Exercise instructions
Lines with the word "pillow" in them are the ones to copy from the records.

Data section

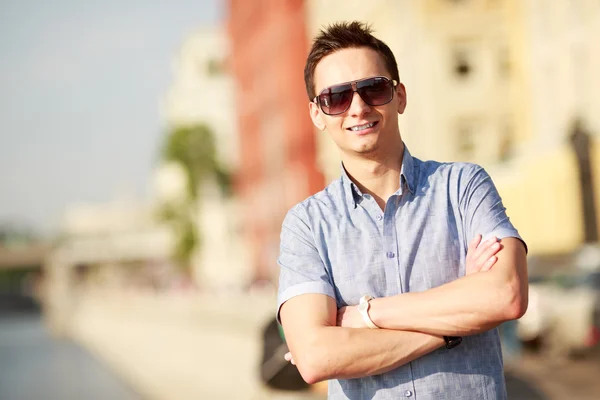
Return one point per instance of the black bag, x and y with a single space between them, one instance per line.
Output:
275 371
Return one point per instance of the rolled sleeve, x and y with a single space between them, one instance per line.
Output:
302 270
483 211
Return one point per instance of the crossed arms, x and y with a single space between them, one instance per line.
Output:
325 343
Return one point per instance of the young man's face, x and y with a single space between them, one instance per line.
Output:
351 65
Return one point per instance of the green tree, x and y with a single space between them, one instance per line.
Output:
194 148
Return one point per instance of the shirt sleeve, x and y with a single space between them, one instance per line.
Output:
302 269
483 211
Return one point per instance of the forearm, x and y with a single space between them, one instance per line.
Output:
346 353
467 306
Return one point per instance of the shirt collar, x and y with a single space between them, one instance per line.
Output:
407 176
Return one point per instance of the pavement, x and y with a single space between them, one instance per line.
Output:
34 365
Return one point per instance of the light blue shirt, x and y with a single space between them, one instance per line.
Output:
339 243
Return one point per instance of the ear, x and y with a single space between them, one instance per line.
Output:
401 96
316 115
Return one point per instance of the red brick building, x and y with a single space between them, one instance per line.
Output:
278 148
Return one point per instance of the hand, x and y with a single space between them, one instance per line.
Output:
349 317
481 257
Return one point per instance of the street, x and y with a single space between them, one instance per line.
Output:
33 365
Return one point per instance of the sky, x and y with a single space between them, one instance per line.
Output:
81 84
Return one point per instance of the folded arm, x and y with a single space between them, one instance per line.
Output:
469 305
322 350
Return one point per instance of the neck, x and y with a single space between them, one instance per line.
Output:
379 177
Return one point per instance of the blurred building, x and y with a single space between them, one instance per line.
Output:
277 142
202 93
499 83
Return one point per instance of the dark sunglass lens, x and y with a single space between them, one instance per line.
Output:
375 91
336 100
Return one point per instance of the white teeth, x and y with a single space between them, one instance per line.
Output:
361 127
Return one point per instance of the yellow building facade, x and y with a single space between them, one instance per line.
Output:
499 83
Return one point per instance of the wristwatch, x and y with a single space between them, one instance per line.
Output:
452 341
363 308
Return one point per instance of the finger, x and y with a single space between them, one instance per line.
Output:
483 247
473 245
491 251
489 263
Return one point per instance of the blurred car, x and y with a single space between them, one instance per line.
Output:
563 317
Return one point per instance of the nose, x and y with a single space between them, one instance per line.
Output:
358 107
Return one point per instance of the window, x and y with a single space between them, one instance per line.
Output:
465 139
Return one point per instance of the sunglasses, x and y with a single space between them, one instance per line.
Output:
336 99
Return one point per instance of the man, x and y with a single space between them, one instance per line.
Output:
429 242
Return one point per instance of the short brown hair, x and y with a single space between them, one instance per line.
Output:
344 35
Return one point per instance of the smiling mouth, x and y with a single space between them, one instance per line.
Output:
359 128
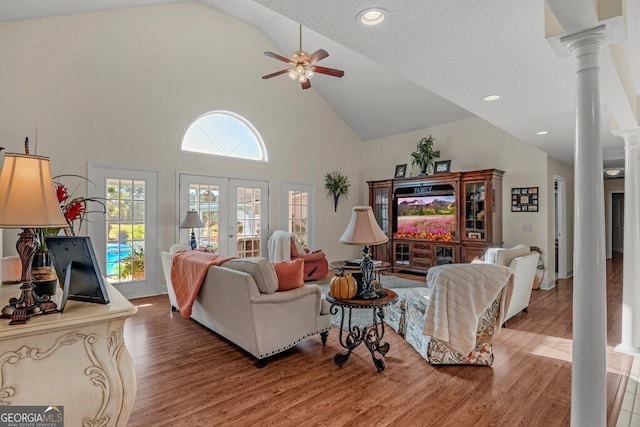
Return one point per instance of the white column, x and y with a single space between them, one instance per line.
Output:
630 342
589 368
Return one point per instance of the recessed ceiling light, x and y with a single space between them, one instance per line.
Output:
493 97
372 16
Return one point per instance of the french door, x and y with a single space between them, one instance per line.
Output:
235 214
124 238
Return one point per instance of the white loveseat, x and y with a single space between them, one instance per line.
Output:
239 301
524 264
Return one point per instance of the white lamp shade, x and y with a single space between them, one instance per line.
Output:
363 229
10 269
27 194
192 220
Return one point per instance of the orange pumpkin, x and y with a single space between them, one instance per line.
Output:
343 287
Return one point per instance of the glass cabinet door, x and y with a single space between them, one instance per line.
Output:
475 216
381 208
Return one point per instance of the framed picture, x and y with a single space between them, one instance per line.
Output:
443 166
401 171
524 199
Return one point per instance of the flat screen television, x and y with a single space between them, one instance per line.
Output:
77 268
429 217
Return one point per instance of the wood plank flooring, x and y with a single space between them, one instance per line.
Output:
189 376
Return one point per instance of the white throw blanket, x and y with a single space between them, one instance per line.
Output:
279 246
461 294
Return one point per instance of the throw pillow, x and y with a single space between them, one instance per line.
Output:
290 274
178 247
300 249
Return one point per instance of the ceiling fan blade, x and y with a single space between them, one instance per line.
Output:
277 73
278 57
317 56
329 71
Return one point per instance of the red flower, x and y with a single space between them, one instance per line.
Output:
73 210
61 192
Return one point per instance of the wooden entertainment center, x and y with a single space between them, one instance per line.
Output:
437 219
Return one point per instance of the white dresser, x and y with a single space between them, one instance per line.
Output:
76 359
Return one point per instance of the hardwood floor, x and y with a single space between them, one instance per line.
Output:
189 376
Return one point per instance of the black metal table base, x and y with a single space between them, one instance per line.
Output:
355 335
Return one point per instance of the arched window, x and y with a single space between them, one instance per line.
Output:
223 133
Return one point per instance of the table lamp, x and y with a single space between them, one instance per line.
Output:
28 200
192 220
363 229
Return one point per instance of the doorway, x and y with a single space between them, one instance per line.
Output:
235 214
617 222
125 237
560 227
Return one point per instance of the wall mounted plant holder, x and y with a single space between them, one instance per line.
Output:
336 185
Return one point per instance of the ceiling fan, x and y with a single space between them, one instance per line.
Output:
303 66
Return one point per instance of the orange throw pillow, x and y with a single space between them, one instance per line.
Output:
290 274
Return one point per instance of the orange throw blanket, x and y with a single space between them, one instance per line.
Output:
188 270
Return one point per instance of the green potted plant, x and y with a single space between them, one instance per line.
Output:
336 185
424 154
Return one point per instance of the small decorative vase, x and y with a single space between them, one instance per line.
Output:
43 274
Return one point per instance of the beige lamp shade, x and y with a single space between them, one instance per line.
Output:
363 229
27 194
192 220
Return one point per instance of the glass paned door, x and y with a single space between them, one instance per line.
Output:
234 213
125 229
250 210
125 238
299 215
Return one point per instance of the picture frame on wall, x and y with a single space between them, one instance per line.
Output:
401 171
524 199
442 166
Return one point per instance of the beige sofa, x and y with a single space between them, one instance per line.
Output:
239 301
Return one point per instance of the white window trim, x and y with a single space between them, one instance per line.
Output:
244 120
311 209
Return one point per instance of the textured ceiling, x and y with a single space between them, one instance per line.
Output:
433 61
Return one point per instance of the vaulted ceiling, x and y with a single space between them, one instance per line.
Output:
431 62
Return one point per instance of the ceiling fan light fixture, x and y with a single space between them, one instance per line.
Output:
371 16
492 97
613 171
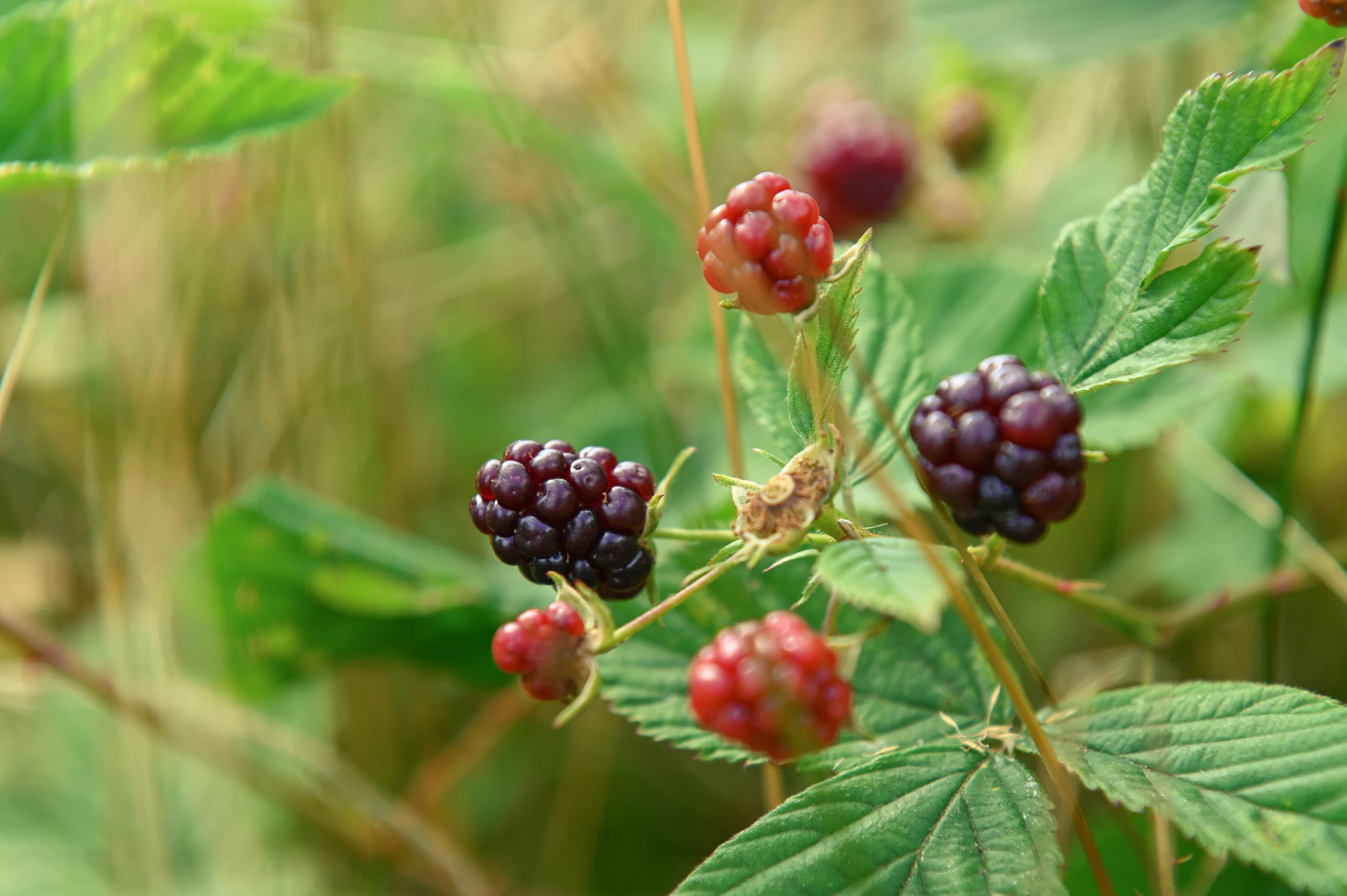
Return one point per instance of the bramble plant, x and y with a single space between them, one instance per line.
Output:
931 752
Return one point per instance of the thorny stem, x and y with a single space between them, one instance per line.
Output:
918 530
725 535
340 801
671 603
1287 481
729 403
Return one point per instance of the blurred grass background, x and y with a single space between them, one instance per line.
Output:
491 240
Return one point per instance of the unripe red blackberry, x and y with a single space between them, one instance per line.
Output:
861 163
547 650
552 510
1334 14
771 686
768 244
1001 449
966 127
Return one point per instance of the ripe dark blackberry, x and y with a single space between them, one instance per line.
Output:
966 127
861 163
552 510
768 244
1334 14
771 686
1000 447
547 650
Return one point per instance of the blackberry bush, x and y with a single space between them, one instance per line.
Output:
861 165
768 244
547 650
1334 14
1000 447
551 510
771 686
966 128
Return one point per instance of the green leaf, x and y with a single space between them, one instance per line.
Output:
931 821
833 333
1112 311
303 585
971 305
761 380
1055 31
904 680
890 345
1257 771
97 88
890 576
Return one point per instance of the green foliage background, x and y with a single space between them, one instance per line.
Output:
489 239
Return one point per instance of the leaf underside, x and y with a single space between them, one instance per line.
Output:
1258 771
925 821
97 88
833 330
1112 310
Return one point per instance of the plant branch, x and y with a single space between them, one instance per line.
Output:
1285 492
336 798
671 603
953 534
729 403
918 530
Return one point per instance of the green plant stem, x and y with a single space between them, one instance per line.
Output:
669 604
10 379
725 535
918 530
1285 494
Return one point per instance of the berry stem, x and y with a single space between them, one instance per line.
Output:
919 531
1285 492
10 379
671 603
729 403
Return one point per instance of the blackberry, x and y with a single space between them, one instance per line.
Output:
768 244
1000 448
1334 14
966 128
581 514
547 650
771 686
861 163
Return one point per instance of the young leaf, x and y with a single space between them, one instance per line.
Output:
904 681
890 346
1257 771
97 88
888 576
301 584
833 332
1111 310
929 821
761 380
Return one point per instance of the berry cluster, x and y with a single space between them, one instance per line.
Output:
1000 447
1334 14
547 650
966 128
768 244
550 510
772 686
861 163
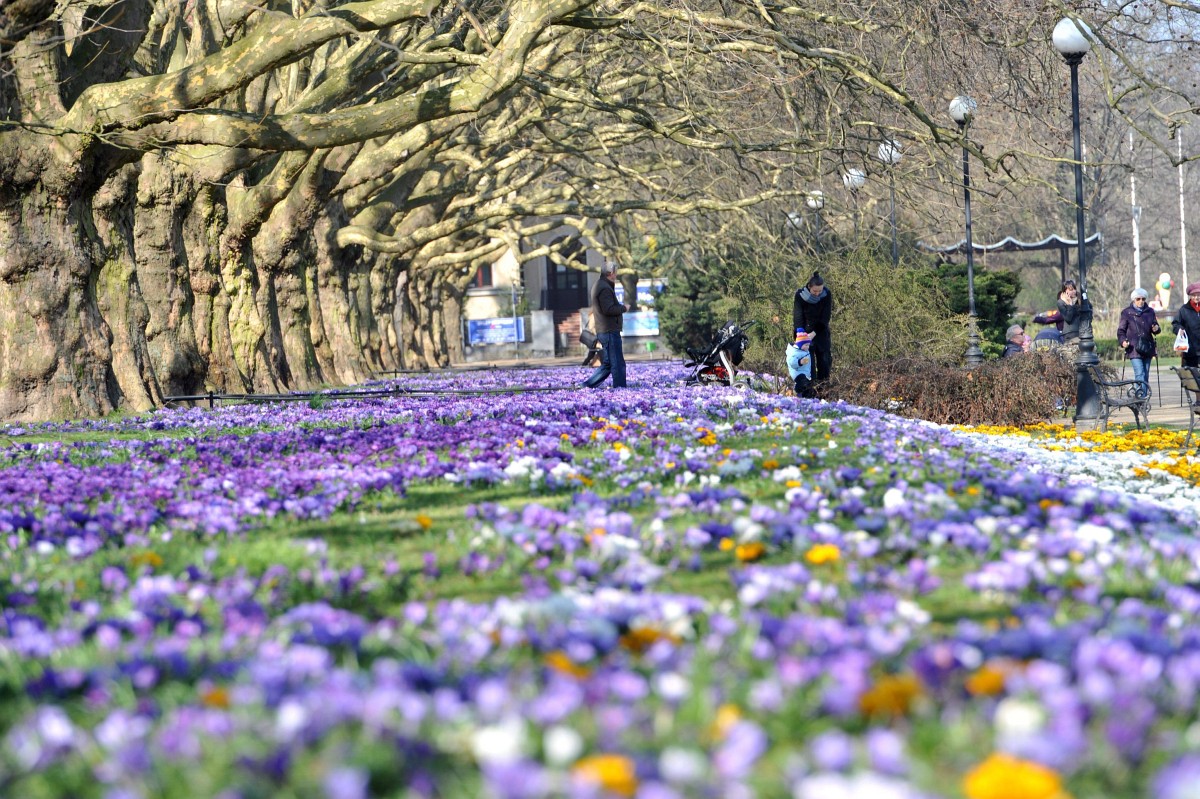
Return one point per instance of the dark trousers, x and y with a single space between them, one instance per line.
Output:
822 360
612 361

Worked solution
Return one point per instance of the throw pillow, x and y with a single space between them, one instance per line.
Return one point per instance of the orange throw pillow, x and y with a single space between them, one instance per line.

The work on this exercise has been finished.